PROVIDED TEXT.
========================================
A sweating Tony Blair yesterday insisted the NHS was not in crisis as he attempted to head off a potential voter backlash resulting from hospital cuts across the country.

The Prime Minister said budget deficits were a result of "re-engineering" which would change the NHS for the better.

Less than 24 hours after the head of Birmingham Children's Hospital warned the new NHS payments system was placing vital services under an untolerable strain, Mr Blair said it was "the moment to hold our nerve". However, the glowing PM seemed to have trouble keep-ing his customary cool as sweat poured off his forehead under the hot lights.

Mr Blair and Health Secretary Patricia Hewitt have drawn up plans to cope with the political fallout from hospital job cuts across the country, it was revealed yesterday.

Ministers reportedly fear a repeat of the wave of public anger that followed major cuts at Kidderminster Hospital in 2001 and led to the election of independent MP Richard Taylor in Wyre Forest, Worcestershire - the so-called "Kidderminster effect".

The retired consultant retained the seat in last year's poll.

The West Midlands, which contains a number of key marginal seats, has suffered the most dramatic job cuts.

University Hospital Staffordshire is losing 1,000 posts and last week Sandwell and West Birmingham Hospitals NHS Trust announced it was to lose 800 positions.

Hundreds more jobs are being lost at New Cross Hospital in Wolverhampton, Walsgrave Hospital in Coventry, Royal Shrewsbury and Telford NHS Trust in Shropshire, and Worcestershire Royal Hospital in Worcester.

Speaking to consultants and health managers in London, Mr Blair admitted that the scale of the challenge to deliver a new NHS was "very, very tough".
========================================
INFORMATION.
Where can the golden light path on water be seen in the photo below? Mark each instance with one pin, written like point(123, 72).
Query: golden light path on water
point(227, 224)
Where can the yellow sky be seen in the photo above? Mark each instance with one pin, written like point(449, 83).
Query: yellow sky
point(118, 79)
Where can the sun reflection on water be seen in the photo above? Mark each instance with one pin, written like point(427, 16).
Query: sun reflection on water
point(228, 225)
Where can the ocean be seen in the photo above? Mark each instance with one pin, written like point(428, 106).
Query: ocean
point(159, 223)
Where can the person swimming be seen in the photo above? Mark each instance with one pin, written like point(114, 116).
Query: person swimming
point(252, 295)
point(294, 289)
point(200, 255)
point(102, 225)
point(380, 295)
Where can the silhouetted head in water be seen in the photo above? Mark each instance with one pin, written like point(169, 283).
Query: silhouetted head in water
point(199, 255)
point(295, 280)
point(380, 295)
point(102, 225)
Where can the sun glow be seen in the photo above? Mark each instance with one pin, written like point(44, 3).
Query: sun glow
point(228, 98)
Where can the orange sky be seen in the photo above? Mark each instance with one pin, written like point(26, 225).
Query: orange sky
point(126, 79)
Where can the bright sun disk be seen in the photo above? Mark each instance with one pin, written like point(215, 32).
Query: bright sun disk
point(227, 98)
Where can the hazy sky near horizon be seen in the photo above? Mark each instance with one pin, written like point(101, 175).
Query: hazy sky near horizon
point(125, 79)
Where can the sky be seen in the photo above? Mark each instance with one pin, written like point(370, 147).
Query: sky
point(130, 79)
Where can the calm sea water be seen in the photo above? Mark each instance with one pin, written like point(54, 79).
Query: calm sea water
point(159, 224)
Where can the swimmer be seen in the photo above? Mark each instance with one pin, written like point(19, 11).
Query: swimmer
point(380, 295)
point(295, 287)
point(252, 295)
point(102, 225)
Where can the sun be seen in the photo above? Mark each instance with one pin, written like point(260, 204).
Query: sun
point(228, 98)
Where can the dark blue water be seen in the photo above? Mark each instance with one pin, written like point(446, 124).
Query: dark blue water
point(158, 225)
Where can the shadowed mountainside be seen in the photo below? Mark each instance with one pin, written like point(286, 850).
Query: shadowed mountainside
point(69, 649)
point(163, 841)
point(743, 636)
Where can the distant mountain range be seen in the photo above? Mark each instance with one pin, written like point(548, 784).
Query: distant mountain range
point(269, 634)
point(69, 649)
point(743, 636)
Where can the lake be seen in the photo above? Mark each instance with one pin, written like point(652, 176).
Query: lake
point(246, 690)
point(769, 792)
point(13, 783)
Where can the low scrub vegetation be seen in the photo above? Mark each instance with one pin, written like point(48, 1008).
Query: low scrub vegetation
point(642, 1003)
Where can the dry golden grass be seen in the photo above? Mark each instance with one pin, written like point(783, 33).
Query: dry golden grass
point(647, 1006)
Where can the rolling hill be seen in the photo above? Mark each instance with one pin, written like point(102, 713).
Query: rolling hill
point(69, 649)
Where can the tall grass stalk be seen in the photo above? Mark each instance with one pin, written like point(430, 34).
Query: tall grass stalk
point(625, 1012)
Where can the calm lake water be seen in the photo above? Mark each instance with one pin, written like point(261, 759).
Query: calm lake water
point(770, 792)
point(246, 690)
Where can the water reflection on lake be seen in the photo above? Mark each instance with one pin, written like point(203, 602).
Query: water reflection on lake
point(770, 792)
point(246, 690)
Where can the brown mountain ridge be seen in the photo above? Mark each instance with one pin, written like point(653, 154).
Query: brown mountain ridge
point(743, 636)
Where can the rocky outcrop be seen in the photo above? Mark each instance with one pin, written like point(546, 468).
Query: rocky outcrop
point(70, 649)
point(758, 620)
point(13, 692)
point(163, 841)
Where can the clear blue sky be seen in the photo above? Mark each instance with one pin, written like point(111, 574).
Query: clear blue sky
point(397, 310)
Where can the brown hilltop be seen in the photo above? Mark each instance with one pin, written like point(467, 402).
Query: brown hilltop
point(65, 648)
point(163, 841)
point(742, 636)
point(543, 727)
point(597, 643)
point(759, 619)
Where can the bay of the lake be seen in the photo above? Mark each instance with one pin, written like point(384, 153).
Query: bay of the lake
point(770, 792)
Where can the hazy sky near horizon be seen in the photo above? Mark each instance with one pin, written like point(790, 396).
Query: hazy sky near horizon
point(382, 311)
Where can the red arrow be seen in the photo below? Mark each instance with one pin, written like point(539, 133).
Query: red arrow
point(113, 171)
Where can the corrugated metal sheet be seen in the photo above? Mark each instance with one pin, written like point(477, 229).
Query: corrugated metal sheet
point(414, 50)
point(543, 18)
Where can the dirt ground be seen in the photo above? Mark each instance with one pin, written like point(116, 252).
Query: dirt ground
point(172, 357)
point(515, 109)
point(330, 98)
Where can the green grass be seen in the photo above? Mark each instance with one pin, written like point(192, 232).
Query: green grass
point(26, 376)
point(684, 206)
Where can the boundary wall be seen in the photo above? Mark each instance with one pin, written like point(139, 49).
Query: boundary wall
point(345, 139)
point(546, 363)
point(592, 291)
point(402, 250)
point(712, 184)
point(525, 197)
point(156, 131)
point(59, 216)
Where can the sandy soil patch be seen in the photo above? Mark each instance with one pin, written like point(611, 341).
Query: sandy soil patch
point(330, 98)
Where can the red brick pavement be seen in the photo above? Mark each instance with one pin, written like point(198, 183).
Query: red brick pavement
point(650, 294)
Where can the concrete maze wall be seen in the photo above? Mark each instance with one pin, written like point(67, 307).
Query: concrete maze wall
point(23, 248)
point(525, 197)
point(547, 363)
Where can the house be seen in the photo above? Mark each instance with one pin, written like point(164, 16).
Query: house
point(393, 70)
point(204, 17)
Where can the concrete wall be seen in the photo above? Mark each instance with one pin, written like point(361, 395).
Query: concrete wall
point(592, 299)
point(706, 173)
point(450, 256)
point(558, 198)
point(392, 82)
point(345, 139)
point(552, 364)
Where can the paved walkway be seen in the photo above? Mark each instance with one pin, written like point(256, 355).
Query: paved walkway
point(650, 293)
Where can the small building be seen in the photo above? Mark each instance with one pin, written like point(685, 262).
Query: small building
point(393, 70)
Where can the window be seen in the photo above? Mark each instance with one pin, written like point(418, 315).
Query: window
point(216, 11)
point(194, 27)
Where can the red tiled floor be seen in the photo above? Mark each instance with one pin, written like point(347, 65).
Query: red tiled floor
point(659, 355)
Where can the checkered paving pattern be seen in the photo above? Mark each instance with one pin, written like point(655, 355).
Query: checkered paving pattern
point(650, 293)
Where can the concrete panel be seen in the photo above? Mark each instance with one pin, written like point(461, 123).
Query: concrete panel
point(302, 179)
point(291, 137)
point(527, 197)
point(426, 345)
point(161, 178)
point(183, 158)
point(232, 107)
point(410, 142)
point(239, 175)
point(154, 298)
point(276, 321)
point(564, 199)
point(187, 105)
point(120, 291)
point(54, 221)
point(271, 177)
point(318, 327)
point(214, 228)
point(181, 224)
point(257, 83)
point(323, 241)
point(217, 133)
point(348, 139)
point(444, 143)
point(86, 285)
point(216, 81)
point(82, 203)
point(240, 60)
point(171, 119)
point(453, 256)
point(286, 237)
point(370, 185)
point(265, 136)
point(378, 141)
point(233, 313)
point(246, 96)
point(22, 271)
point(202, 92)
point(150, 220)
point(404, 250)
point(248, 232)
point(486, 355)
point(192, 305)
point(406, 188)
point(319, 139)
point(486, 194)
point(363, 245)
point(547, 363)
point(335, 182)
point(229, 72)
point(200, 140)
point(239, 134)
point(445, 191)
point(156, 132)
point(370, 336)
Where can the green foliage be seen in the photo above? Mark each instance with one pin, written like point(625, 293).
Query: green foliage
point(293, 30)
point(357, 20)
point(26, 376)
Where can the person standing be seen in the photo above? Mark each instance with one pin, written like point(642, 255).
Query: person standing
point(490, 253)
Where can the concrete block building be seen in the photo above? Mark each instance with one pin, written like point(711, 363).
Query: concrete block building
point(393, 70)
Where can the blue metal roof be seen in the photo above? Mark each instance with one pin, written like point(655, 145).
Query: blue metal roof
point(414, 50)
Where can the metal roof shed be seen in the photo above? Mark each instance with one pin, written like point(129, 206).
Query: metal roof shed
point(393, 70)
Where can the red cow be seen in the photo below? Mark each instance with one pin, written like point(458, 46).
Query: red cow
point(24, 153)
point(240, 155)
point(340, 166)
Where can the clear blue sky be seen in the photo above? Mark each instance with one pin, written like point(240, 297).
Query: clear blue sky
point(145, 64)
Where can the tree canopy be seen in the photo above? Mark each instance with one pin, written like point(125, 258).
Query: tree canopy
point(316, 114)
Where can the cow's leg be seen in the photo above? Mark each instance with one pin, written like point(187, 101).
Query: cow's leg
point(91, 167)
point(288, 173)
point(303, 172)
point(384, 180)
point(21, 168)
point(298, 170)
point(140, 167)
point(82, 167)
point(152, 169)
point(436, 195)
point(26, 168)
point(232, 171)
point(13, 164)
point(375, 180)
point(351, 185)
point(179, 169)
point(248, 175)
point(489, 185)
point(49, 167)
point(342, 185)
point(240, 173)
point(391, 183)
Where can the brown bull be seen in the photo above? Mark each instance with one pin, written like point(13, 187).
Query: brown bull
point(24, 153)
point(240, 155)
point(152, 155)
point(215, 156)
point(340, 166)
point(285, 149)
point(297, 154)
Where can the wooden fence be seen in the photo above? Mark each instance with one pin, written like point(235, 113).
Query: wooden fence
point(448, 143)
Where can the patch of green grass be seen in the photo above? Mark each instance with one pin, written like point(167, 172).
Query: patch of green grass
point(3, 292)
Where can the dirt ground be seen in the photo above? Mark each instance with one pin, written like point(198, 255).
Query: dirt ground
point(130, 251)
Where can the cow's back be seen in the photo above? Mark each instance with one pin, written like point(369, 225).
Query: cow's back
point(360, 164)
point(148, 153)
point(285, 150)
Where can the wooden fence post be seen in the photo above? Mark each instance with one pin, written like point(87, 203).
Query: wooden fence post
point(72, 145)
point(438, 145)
========================================
YOUR TASKS.
1. In the article on NHS job cuts, recast the paragraph beginning "Hundreds more jobs are being lost" as a bulleted list of the affected hospitals and trusts.
2. Put this sentence from the article on NHS job cuts into Spanish: "The West Midlands, which contains a number of key marginal seats, has suffered the most dramatic job cuts."
3. Extend the article on NHS job cuts with a few more paragraphs, picking up right after its final sentence.

ANSWERS.
1.
Hundreds more jobs are being lost at:
- New Cross Hospital, Wolverhampton
- Walsgrave Hospital, Coventry
- Royal Shrewsbury and Telford NHS Trust, Shropshire
- Worcestershire Royal Hospital, Worcester

2. Las Midlands Occidentales, que contienen varios escaños marginales clave, han sufrido los recortes de empleo más drásticos.

3.
Patients were being given a choice over where they were treated and the way hospitals received funding had changed, he said.

"Obviously it is a huge process of re-engineering. It is not in the least surprising that it is causing difficulty and turbulence."

But the reforms had simply exposed poor financial management and had not actually created the deficits, he said.

"This is not the moment to back away or dilute these changes, but rather the moment to hold our nerve, back the change-makers in the NHS who are making it happen, and see the process of change through."

The Prime Minister came under fire from Unison, which represents many NHS workers.

Spokeswoman Karen Jennings said: "Blair may say we need to hold our nerve over NHS reforms - I say that he has a nerve to sit back and oversee hospitals closing, swingeing job cuts and privatisation.

"These 'difficult transitions' equate to more than 10,000 job cuts so far, and more on the way."

The Royal College of Nursing has launched a petition against the job losses.

It emerged yesterday some GPs are now earning as much as £250,000 a year because of the NHS reforms.